PASSAGE:
The pandemic has been exhausting and it has raised a mixture of emotions but out of the dark there is always light. I'm glad to say that it is now coming from overhead on the dental chair again! The prospect of sitting inches away from a patient's face when the whole world is being advised to socially distance is still overwhelming if dwelled upon for long enough. There are still uncertainties that lie ahead. Will I always feel like a bee keeper in a hood? Will I see the colleagues again with whom some of the most difficult times were shared? What about our own patients and how have they managed during lockdowns? What about the backlog of treatment? What will we learn from the pandemic? Will we embrace the changes or sit on the edge of the sofa again awaiting the next announcement from some authority or other?

There are still uncertainties that lie ahead. Will I always feel like a bee keeper in a hood? Will I see the colleagues again with whom some of the most difficult times were shared?

Once this is 'over', hopefully we will get chance to sit back and reflect. Some things may have changed forever but there is always the opportunity to learn and grow. Change is sometimes for the best although it is not always easy to accept. Despite the struggles, there have been positives to come out of the pandemic and when we get the opportunity to debrief we may come to embrace and share some of the new ways of working and engaging with patients, the public and colleagues.

DATA RECORDS:

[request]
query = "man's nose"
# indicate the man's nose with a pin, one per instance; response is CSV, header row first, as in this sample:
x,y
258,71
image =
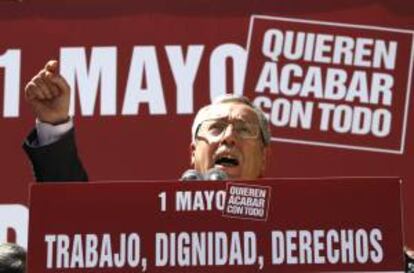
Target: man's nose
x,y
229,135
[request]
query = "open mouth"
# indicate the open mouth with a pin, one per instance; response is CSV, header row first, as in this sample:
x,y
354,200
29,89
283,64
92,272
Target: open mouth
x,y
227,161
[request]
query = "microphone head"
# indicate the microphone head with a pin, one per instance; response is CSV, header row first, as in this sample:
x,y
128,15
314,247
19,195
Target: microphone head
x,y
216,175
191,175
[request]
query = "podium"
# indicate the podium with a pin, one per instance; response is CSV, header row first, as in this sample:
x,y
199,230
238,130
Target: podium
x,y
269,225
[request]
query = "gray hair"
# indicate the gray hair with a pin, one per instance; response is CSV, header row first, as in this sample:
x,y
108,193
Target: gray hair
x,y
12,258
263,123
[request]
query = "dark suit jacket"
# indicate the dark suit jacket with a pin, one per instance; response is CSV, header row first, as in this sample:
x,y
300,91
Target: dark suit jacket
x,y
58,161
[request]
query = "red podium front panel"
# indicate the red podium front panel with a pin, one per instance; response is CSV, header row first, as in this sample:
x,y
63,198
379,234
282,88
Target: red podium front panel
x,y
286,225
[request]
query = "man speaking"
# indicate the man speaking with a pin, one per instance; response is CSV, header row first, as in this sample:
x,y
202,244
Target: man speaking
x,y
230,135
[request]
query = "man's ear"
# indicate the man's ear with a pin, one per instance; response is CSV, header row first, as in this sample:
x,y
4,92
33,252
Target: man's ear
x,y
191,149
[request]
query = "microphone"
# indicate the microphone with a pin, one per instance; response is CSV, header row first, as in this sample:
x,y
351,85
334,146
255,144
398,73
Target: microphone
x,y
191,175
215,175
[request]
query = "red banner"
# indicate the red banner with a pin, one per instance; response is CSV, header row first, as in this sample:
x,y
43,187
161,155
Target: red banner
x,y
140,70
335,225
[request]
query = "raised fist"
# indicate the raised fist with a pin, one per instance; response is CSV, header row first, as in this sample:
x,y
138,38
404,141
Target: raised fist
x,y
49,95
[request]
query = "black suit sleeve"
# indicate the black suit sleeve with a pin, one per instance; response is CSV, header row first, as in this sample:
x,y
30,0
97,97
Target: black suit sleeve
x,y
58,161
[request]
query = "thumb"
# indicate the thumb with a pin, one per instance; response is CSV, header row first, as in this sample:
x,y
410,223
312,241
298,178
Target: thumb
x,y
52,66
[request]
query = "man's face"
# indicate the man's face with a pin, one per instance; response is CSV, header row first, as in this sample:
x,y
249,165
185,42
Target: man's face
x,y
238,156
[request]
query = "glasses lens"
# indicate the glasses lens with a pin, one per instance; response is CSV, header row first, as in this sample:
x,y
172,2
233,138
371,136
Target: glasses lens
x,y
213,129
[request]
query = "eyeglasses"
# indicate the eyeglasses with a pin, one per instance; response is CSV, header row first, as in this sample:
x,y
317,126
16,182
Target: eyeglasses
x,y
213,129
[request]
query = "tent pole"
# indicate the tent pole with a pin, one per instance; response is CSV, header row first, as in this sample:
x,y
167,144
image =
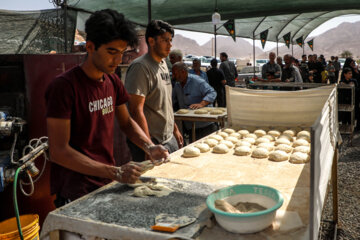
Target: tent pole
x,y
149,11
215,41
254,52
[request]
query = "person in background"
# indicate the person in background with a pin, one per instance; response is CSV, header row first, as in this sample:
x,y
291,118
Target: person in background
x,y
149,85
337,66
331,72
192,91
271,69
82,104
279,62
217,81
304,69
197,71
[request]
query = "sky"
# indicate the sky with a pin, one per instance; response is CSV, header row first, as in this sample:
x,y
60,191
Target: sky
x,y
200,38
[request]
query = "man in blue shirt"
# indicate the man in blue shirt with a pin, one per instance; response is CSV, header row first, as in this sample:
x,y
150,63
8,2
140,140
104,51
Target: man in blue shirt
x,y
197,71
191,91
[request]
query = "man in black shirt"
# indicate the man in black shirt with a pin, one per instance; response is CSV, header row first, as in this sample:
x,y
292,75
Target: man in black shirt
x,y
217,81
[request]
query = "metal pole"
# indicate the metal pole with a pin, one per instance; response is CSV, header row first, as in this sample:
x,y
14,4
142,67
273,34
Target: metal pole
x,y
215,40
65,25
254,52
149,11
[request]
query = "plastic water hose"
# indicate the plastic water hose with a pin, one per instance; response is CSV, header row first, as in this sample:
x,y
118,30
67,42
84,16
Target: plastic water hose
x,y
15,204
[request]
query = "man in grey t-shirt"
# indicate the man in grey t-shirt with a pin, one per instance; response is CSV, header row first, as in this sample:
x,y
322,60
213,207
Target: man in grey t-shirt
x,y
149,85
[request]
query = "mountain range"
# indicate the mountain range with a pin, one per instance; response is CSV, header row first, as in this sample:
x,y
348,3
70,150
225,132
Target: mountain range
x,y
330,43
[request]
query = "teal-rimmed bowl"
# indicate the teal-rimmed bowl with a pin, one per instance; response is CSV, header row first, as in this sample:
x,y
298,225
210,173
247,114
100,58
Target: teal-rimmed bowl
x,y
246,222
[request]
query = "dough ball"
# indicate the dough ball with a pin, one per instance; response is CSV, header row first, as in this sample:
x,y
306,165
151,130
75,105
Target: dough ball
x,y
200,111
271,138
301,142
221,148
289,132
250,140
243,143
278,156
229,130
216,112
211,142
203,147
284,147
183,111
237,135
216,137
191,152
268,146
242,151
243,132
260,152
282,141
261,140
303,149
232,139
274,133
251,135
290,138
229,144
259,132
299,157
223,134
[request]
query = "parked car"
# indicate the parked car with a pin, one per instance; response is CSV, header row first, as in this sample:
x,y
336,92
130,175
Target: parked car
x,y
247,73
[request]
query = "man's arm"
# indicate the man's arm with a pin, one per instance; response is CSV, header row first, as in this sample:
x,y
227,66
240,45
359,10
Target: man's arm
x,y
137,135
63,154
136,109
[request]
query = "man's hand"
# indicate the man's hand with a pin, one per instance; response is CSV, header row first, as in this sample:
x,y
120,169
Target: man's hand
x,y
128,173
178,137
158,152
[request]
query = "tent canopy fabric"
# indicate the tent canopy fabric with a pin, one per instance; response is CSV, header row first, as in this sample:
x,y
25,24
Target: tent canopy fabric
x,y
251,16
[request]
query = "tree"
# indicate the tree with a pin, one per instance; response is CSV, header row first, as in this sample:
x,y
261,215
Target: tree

WHAT IS NEEDED: Pick up the passage about returning to dental work during the pandemic and continue it from its last sentence.

ANSWER FOR THE TASK:
As stressful as work can be, work has been a lifeline during this time (despite being under cover of sweltering PPE during lovely sunny days!) and I am grateful for the life lessons. We are all only human and must show compassion to ourselves from time to time. Being happy and being able to have a laugh is just as important as being professional, which can sometimes get lost in the hubbub of working life.

I will be reassessing my work-life balance as I have come to realise what is truly important to me. Recent experience has taught me to look for light in the darkest day; life is for living and there is pleasure in the simplest of things. So no matter what you have been up to, or what your personal experiences have been, well done! We have come this far and are braced for whatever the future may hold.